Provided records:
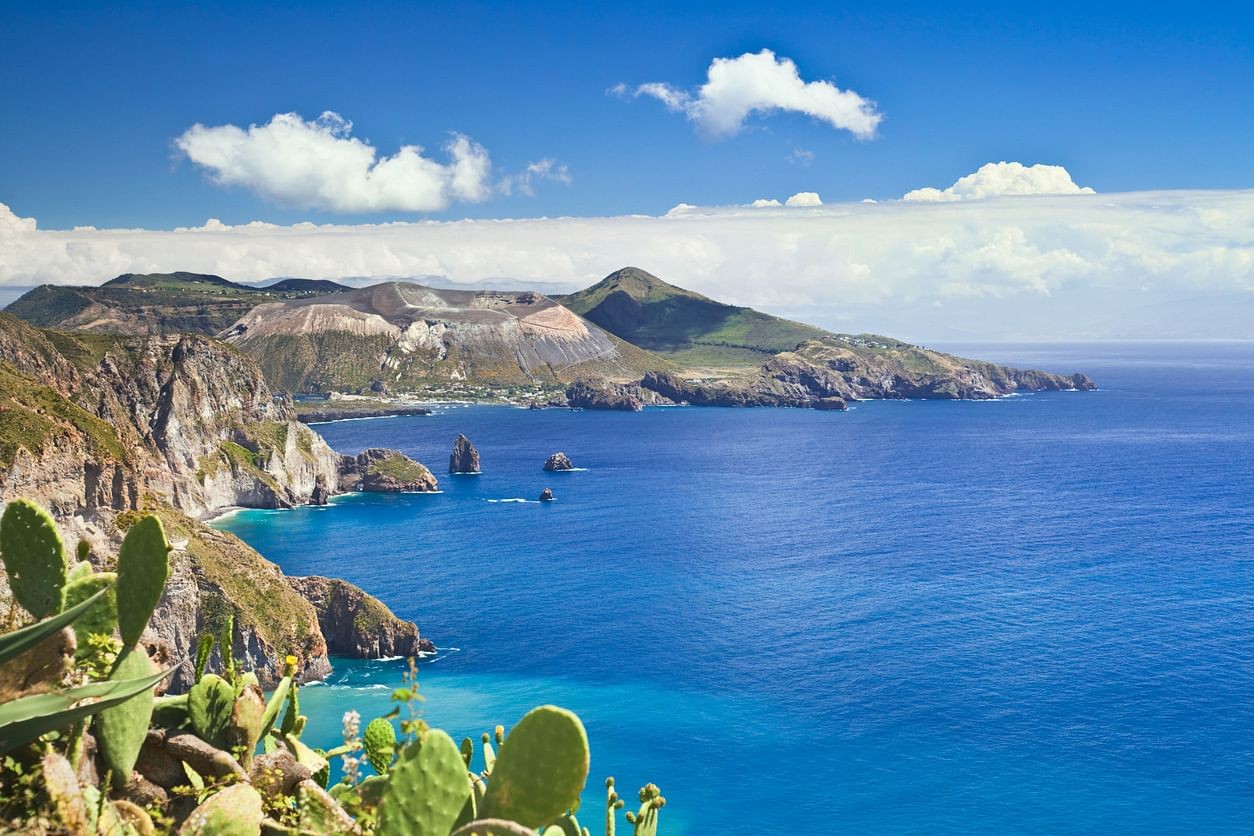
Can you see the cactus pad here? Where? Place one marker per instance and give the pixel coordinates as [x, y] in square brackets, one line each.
[235, 811]
[34, 558]
[210, 703]
[380, 743]
[541, 768]
[426, 788]
[143, 565]
[121, 731]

Task requirements:
Return the whole listing word for word. Pictures stay out of it.

Worked solution:
Can you see the cactus pad here? Where? Place one marker per instance and give the pixel coordinates as [x, y] in square brackets, one line each.
[235, 811]
[34, 558]
[210, 703]
[380, 743]
[541, 768]
[426, 788]
[143, 565]
[121, 731]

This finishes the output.